## The problem
Extract, exactly as written, all lines of the material below from the line that includes "Where can the fork" through its last line.

— start Listing —

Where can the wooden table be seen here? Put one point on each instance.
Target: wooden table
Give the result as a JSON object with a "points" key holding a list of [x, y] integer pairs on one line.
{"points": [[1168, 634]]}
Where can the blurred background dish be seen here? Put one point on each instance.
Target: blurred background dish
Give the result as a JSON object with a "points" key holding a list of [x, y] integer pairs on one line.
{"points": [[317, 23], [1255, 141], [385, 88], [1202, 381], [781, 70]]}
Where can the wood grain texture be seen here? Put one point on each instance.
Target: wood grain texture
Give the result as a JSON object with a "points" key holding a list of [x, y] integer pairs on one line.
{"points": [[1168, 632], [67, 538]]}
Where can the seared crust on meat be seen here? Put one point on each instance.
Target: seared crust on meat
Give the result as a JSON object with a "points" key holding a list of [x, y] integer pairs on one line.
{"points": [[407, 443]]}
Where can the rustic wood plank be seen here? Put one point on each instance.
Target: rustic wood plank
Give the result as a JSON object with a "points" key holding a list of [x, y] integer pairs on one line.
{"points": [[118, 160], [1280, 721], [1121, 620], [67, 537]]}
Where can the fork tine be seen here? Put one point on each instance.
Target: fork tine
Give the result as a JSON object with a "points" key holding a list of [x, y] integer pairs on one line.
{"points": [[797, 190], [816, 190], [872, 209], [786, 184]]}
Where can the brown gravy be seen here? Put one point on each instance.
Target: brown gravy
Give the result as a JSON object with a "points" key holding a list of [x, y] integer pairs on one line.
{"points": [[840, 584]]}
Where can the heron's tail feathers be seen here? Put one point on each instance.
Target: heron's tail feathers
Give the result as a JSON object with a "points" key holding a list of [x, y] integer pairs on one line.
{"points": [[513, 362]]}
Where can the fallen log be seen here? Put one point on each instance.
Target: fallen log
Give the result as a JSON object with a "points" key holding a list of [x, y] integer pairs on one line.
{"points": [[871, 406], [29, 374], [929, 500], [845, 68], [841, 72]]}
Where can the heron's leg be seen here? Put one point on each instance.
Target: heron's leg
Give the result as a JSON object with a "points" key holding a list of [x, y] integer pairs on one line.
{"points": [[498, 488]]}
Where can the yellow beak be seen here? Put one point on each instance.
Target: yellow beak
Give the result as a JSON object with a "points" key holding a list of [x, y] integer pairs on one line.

— end Listing —

## Result of this task
Where can the fork tine be seen here? Put one point on each instance.
Target: fork tine
Give the result as a JSON object with a "points" key holding a list of [x, y] integer pairs on one line.
{"points": [[797, 190], [816, 190], [872, 209], [786, 184]]}
Where can the brown gravy be seen here? Put one point on each instance.
Target: brown gravy
Give the result as a JSON object with a "points" key holding a list of [x, y] integer pairs on one line.
{"points": [[840, 584]]}
Where can the heron's tail feathers be seen here? Put one point on each instance.
Target: heron's tail feathers
Give the result as a JSON object with a "points" key holding a list of [x, y] integer pairs on one line.
{"points": [[513, 362]]}
Where can the fallen log be seen here? Put one point on each instance.
Target: fallen log
Give the result as a JSON object with a "points" key holding a list of [x, y] integer pairs on one line.
{"points": [[871, 406], [29, 374], [929, 500], [845, 68], [841, 72]]}
Where can the heron's leg be seen here? Put one point on each instance.
Target: heron's leg
Give the result as a JSON object with a "points" key holding a list of [x, y] integer pairs on one line.
{"points": [[498, 488]]}
Where can the yellow beak be seen here? Put one point on each instance.
Target: yellow beak
Give the result as a JSON object with a "points" key holding a list of [x, y] integer pairs on one line.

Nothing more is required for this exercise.